15 Temmuz 2009 Çarşamba

DAY 4 (15.07.2009)

Bugün bana gelen “gerçek bir dost olduğunuzu gösterin, bunu herkese gönderin” üst başlıklı forward maillerden birinde tek başınıza kalp krizi geçirirseniz ne yapmanız gerektiği yazıyordu.
Bugün, önceki üç günden biraz daha zordu arınma çabası içinde olmak. Dün bütün gün gösterdiğin iyi niyet gösterileri ve “ne haber yakışıklı” tarzı “alo” demelerine akşamki sert davranışım uymamıştı. Bir daha aramayacağını belirtmiştin ama ben bütün gün aramanı bekledim. Sadece, her şeyin yolunda olduğunu bilmek için. Kontrol manyağı yapım bilinmeze tahammül edemiyor işte. O lafıma kızıp vazgeçmediğini, peşimde olduğunu göstermeliydin ki gönül rahatlığı ile senden kaçışımı sürdüreyim. Deliyim. Telefonumu daha iyi çekebilmesi için odanın en yüksek yerine koyup bütün gün çalmasını bekledim. Bu bekleyiş sırasında bin bir talepte bulunan personel ve tek suçu cahil olmak olan hastalarıma tekme tokat girmek istesem de sakinliğimi muhafaza edebildim. Biri yüzünden öfkelendiğimde bunu başkalarından çıkartmaktan vazgeçebilmişsem, o kişiyi unutmak adına büyük yol almışım demektir. Bu da uzun günün karı oldu yanıma. Bir avuntu.

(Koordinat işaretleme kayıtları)

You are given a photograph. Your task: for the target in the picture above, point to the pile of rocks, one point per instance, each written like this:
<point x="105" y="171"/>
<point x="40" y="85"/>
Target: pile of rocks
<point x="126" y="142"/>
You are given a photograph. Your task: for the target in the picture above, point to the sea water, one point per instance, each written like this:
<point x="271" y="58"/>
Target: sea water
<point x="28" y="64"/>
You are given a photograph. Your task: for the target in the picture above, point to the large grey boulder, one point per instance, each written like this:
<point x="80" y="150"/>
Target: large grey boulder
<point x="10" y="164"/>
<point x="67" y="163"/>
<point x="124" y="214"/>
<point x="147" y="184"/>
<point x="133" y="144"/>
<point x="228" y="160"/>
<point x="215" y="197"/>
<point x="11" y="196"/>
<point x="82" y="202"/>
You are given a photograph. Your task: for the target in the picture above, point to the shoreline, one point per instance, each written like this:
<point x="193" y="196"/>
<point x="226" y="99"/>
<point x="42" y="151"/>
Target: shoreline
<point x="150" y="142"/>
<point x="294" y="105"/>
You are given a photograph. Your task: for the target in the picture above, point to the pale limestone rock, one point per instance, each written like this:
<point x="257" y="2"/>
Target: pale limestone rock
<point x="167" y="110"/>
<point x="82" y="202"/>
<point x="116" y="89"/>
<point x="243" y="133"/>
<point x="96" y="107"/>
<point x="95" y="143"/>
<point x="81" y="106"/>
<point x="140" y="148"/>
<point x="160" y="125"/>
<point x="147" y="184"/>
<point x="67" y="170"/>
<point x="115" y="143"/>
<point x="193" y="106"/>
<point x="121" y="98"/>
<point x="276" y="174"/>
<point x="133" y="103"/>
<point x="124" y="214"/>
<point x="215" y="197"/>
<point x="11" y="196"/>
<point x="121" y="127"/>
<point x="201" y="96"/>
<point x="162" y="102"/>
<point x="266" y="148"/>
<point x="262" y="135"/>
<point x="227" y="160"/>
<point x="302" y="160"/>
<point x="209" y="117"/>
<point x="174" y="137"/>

Yapılacak Alıştırmalar:
(a) Günlük yazısına göre anlatıcı, telefonu daha iyi çeksin diye onu nereye koydu?
(b) Lütfen günlük yazısının bir bölümünü kelimesi kelimesine aktarın: "Bugün bana gelen" sözcüklerinin geçtiği yerden başlayın, "yapmanız gerektiği yazıyordu." sözcüklerinden sonra durun.

Görev Sonuçları:
(a) Odanın en yüksek yerine.

(b)
Bugün bana gelen “gerçek bir dost olduğunuzu gösterin, bunu herkese gönderin” üst başlıklı forward maillerden birinde tek başınıza kalp krizi geçirirseniz ne yapmanız gerektiği yazıyordu.